Data for this task ->
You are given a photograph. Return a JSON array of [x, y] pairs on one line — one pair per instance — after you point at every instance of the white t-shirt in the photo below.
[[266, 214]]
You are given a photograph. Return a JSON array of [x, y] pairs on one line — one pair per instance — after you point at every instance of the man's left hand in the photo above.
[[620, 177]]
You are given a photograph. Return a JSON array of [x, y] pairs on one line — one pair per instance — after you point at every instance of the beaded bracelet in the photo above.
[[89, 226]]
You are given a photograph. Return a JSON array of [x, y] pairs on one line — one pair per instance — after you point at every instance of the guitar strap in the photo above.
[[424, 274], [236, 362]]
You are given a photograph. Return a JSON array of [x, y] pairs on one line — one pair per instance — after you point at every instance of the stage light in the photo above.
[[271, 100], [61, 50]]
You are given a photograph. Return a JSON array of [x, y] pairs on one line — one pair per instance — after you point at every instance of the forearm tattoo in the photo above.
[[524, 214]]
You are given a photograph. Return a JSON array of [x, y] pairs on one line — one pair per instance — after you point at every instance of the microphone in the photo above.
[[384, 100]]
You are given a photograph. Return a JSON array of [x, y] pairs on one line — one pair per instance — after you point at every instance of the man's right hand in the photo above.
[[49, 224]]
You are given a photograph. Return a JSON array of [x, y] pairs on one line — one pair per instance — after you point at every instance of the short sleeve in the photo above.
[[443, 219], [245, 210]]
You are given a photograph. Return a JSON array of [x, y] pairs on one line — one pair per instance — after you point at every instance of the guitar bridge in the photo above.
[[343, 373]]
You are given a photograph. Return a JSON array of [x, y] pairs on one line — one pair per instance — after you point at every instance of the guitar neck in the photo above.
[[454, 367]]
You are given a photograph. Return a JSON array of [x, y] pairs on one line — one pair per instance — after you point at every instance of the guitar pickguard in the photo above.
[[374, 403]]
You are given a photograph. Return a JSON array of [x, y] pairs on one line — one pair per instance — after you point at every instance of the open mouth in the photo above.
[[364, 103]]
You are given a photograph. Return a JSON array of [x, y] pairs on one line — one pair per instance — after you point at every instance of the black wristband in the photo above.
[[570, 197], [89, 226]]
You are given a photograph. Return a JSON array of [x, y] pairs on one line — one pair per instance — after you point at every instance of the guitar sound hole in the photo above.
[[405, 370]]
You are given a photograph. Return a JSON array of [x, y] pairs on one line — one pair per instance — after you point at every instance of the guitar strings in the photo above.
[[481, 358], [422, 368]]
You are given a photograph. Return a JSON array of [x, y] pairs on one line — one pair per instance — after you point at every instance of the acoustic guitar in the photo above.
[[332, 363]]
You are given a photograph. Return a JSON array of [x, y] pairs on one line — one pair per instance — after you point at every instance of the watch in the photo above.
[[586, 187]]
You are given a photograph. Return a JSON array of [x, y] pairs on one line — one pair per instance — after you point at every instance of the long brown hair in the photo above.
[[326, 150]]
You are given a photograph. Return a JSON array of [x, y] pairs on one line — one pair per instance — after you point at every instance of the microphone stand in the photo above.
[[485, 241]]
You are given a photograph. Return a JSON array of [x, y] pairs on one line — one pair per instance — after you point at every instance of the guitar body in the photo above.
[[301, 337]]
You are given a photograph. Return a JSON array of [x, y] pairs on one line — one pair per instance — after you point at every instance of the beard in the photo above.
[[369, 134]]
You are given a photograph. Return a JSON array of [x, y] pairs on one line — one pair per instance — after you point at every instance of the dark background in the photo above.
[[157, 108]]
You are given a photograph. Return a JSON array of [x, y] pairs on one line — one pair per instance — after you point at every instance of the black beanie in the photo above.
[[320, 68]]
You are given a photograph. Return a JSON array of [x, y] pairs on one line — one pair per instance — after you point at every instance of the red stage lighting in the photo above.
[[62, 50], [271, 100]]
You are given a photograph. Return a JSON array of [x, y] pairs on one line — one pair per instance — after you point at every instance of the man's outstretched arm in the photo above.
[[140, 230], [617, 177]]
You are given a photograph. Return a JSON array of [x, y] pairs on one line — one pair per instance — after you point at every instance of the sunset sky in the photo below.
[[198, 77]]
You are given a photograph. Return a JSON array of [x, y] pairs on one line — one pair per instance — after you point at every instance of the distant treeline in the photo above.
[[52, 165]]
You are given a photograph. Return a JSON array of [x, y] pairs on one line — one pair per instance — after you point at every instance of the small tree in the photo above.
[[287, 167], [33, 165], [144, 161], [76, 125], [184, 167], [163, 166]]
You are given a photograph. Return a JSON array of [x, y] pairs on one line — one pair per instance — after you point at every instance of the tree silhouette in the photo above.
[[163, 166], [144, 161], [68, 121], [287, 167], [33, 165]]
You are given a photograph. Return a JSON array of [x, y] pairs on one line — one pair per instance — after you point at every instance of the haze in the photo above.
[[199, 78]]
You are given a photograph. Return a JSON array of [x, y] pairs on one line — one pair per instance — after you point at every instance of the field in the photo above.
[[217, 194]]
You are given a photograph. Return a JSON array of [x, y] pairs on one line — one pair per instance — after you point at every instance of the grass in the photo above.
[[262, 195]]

Exercise ->
Reproduce every line of the listing above, switching "one pair per instance" to "one pair per occurrence" wherever it occurs and leaving all other text unchanged.

Correct result ->
You are given a photograph. Return a JSON array of [x, y] pairs on one line — one pair per occurrence — after you point at every instance of the white t-shirt in the photo below.
[[266, 214]]
You are given a photograph. Return a JSON array of [x, y] pairs on one line — one pair per occurrence — after you point at every instance of the man's left hand in the photo above.
[[620, 177]]
You are given a photograph. Return a JSON array of [x, y] pairs on one line — one pair per occurrence — after you point at every instance of the beaded bracelet in the photo above.
[[89, 226]]
You are given a photograph. Return a JSON array of [x, y] pairs on one line — one pair per occurrence — after you point at every instance of the guitar strap in the photo above.
[[424, 274], [236, 362]]
You are given a photograph. Return a JSON array of [x, y] pairs on one line — one pair per occurrence — after you point at every instance of the stage light in the photo above.
[[271, 100], [61, 50]]
You are given a photograph. Return a JSON array of [x, y] pairs on one line — one pair per occurrence — after you point at every instance of the forearm tattoo in the photo above.
[[524, 214]]
You are given a photograph. Return a JSON array of [x, y] pairs on one line — one pair per occurrence — after you point at every instance of the microphone in the photo above.
[[384, 100]]
You are given a photograph. Return a JSON array of [x, y] pairs on one line — one pair per occurrence — after you point at every instance of the man's right hand in the photo above.
[[49, 224]]
You are given a photograph. Return a JSON array of [x, y] pairs on one line — one pair per occurrence — after you point at every instance of the short sleeve in the photo above.
[[443, 219], [245, 210]]
You are given a photograph. Return a JSON array of [x, y] pairs on one line — one pair per occurrence — after you point at every instance of the guitar bridge in the photo above.
[[343, 373]]
You are given a photograph. Return a JSON array of [x, y] pairs on one line — one pair per occurrence — after you point at every instance of the guitar neck in the photo above.
[[454, 367]]
You are given a photograph. Return a JSON array of [x, y] pairs on one line — one pair per occurrence — after you point at every instance of the guitar pickguard in the photo above.
[[374, 403]]
You are given a photograph. Return a JSON array of [x, y] pairs on one line — one pair per occurrence — after you point at every instance of the open mouth in the photo above.
[[364, 103]]
You are given a photograph. Return a JSON array of [x, y] pairs on one line — one pair per occurrence — after you point at every instance of the black wristband in the photo above.
[[570, 197], [89, 226]]
You are given a photograph. Return a JSON array of [x, y] pairs on one line — one pair per occurrence — after you point at every instance of the guitar sound hole in the photo above.
[[405, 370]]
You are given a photograph. Return a JSON array of [x, y] pairs on one line — one pair per occurrence — after you point at every instance of the guitar strings in the photo above.
[[481, 358], [422, 368]]
You are given a photograph. Return a JSON array of [x, y] pairs on one line — one pair per occurrence — after you point at every instance of the acoustic guitar in the photo above.
[[332, 363]]
You are given a photograph. Return a JSON array of [x, y] pairs on one line — one pair per occurrence — after you point at every instance of the watch in the photo above.
[[586, 187]]
You are given a photograph. Return a JSON array of [x, y] pairs on one line — one pair per occurrence — after you point at every instance of the long brown hair in the photo above.
[[326, 150]]
You are given a photograph. Return a JSON array of [x, y] pairs on one line — one pair per occurrence — after you point at every instance of the microphone stand in the photo above.
[[485, 241]]
You are given a photograph. Return a JSON array of [x, y] pairs on one line — one pair per occurrence — after you point at every instance of the guitar body in the photo above.
[[301, 337]]
You are given a photograph. Return a JSON array of [x, y] pairs on one line — one pair per occurrence — after you point at every instance of the beard in the photo above.
[[369, 134]]
You are given a photograph. Return a JSON array of [x, y] pairs on one line — one pair per occurrence — after you point at every instance of the dark background in the photo above.
[[157, 108]]
You are given a photograph. Return a JSON array of [x, y] pairs on one line — one pair per occurrence — after you point at every instance of the black beanie in the photo above.
[[320, 68]]
You are given a photograph. Return a JSON array of [x, y] pairs on one line — one pair per occurrence — after you point at every instance of the red stage lighting in the photo above.
[[62, 50], [271, 100]]
You are given a photograph. Return a JSON array of [x, y] pairs on one line — one pair per occurrence — after you point at every instance of the man's outstretched arm in the photo above.
[[140, 230], [617, 177]]
You are given a photograph. Return a JSON array of [x, y] pairs on one line — one pair per occurrence — after you point at every instance of the sunset sky in the photo below.
[[198, 77]]
You are given a photograph. Return a JSON array of [x, y] pairs on one line — one pair per occurrence — after you point at every instance of the distant treeline in the photo above.
[[52, 165]]
You are given a photograph. Return a JSON array of [x, y] pairs on one line — one pair per occurrence — after you point at every instance of the small tree in the photo above.
[[287, 167], [33, 165], [144, 161], [76, 125], [184, 167], [163, 166]]
You are given a photograph. Return a JSON array of [x, y] pairs on one line — one pair per occurrence — after you point at every instance of the tree silhouette in the photo above.
[[163, 166], [144, 161], [68, 121], [287, 167], [33, 165]]
You are given a photograph. Return a JSON array of [x, y] pairs on one line — one pair per occurrence — after you point at every instance of the haze in the photo above.
[[199, 78]]
You are given a photograph. Return a JSON array of [x, y] pairs on one line — one pair per occurrence — after you point at every instance of the field in the photo above.
[[217, 194]]
You are given a photograph. Return a JSON array of [x, y] pairs on one line — one pair per occurrence — after you point at every instance of the grass in the photo above.
[[262, 195]]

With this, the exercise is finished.